## [THE TASKS]
a) Summarize the forum thread about restoring an Elasticsearch snapshot in two sentences.
b) Write the next part of the forum thread about restoring an Elasticsearch snapshot, picking up after its final post.

══ GIVEN TEXT ══

After wiping var/lib/elasticsearch I had to reset the password for the elastic user but I managed.

The next issue is that I either don't know the name of my snapshot or there's still something missing. When I try to run

curl -XPOST -u elastic  localhost:9200/_snapshot/$MY_BACKUP/$MY_SNAPSHOT/_restore

with various versions of $MY_BACKUP and $MY_SNAPSHOT I always get the response repository_missing_exception. I can access my snapshot folder but don't know how to fetch the backup and snapshot names.

Did you register the repository again? If not, you'll need to do that. You can list the currently-registered repositories with GET _snapshot/_all, and list the snapshots within a repository called $REPOSITORY_NAME using GET /_snapshot/$REPOSITORY_NAME/_all.

1 Like

Thanks again!

I was able to restore a snapshot.

(I also added another node to my cluster and I'm in progress of adding a third one.)

═══
══ RECORDS ══

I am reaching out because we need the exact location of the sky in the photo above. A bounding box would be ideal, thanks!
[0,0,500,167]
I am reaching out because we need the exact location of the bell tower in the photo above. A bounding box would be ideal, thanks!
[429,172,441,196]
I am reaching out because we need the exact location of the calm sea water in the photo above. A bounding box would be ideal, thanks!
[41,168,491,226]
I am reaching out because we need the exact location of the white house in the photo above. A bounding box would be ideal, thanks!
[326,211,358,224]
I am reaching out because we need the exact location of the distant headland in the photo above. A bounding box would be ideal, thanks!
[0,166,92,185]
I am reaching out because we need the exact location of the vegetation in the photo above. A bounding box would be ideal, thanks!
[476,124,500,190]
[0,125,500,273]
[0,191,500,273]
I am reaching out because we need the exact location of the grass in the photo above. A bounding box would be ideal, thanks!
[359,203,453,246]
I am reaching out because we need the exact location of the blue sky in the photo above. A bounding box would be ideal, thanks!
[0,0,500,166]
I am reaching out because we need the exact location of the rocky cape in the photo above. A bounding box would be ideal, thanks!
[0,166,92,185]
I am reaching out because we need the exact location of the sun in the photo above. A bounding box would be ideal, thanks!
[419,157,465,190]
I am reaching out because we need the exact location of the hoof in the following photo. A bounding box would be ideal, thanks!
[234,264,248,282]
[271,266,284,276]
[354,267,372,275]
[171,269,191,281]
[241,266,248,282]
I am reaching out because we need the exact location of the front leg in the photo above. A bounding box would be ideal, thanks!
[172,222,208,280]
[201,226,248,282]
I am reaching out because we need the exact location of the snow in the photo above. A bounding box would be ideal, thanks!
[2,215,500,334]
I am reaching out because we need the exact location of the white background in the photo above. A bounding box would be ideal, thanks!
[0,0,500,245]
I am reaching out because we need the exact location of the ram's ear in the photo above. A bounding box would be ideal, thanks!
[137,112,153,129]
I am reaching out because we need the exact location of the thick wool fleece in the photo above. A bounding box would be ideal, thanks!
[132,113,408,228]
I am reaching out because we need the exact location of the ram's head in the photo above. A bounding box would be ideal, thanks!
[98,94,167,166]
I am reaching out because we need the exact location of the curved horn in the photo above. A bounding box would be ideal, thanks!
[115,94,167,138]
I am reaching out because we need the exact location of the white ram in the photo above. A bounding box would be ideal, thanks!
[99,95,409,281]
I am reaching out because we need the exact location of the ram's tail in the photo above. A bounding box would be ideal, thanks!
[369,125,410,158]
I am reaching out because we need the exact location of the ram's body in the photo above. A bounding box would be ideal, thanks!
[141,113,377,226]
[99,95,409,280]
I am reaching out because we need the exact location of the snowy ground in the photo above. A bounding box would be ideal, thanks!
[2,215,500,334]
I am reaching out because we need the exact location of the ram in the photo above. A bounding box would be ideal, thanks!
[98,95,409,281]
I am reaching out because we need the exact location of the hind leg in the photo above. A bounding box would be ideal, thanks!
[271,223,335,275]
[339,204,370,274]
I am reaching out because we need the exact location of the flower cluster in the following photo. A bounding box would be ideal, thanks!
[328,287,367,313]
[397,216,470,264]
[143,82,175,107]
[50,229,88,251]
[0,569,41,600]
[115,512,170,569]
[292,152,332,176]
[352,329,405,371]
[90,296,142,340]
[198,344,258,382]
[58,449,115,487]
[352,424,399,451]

═══

## [IN RESPONSE]
a) After wiping var/lib/elasticsearch and resetting the elastic user's password, the poster kept getting repository_missing_exception from a curl _restore request and did not know the repository and snapshot names. A reply advised registering the repository again and using GET _snapshot/_all and GET /_snapshot/$REPOSITORY_NAME/_all to list repositories and their snapshots, and the poster then reported restoring a snapshot.

b)
By the way, am I supposed to find documentation of _snapshot under https://www.elastic.co/guide/en/elasticsearch/reference/7.6/rest-apis.html

(I can find https://www.elastic.co/guide/en/elasticsearch/reference/7.6/snapshot-restore.html, https://www.elastic.co/guide/en/elasticsearch/reference/7.6/snapshots-register-repository.html and https://www.elastic.co/guide/en/elasticsearch/reference/7.6/snapshots-take-snapshot.html but under the REST APIs I can only fing snapshot lifecycle management documentation...)

That's probably not deliberate, the structure of the reference manual is undergoing some big improvements at the moment so there are some inconsistencies in exactly how and where things are documented. I opened https://github.com/elastic/elasticsearch/issues/56069 in case that omission isn't tracked elsewhere.

1 Like

This topic was automatically closed 28 days after the last reply. New replies are no longer allowed.